+++ EXTRAHIERTER TEXT +++

Jagd auf Federers Rekorde

«Ich will das wirklich», so Novak Djokovic kürzlich bei einem Interview. Es handelt sich nicht etwa um einen süssen Heiratsschwur, sondern um eine knüppelharte Kampfansage.

Andrea Zryd

Roger Feder kann sich also noch lange nicht zur Ruhe setzen und so bescheren die beiden uns ein attraktives Tennisjahr kurz vor Weihnachten. Ein durchtrainierter, beinahe abgemagerter Askete will die magischen 20 Grand-Slam-Rekorde von Publikumsliebling Federer knacken. Liebe Sportbegeisterte, genau darum liebe ich den Sport auch. Herausforderungen annehmen, an Grenzen gehen, Rekorde brechen. Rekorde treiben Sportlerinnen und Sportler immer wieder an und peitschen sie zu Bestleistungen. Wie stehen wir Sportfans aber zu der Rekordjagd? Im aktuellem Beispiel Federer versus Djokovic fiebern wir wohl eher nicht nach einem neuen Rekord. Wir stehen hinter Federer dem Multitalent, dem Familienmenschen, dem Publikumsliebling und Gentleman. Wir bestaunen seine lockeren Ballwechsel, laben uns an seinen Emotionen und wissen, dass er ganz und gar nicht fehlerfrei ist – eben menschlich. Djokovic kommt zu verbissen, durchstrukturiert, roboter- und maschinenhaft rüber. Seinerseits ebenfalls ein absoluter Spitzenathlet. Aber Federers Rekord braucht er doch nicht zu knacken. Oder etwa doch?

+++

= AUFGABENSTELLUNG =
Schreibe den Text über die Jagd auf Federers Rekorde von „Jagd auf Federers“ bis „eine knüppelharte Kampfansage.“ noch einmal ab und tausche dabei „Kampfansage“ gegen „Herausforderung“ aus.

+++ DATENAUSZUG +++

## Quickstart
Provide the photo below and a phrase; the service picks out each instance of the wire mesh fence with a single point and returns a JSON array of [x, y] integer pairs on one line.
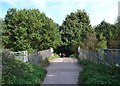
[[106, 56], [111, 56]]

+++

= LÖSUNG =
Jagd auf Federers Rekorde

«Ich will das wirklich», so Novak Djokovic kürzlich bei einem Interview. Es handelt sich nicht etwa um einen süssen Heiratsschwur, sondern um eine knüppelharte Herausforderung.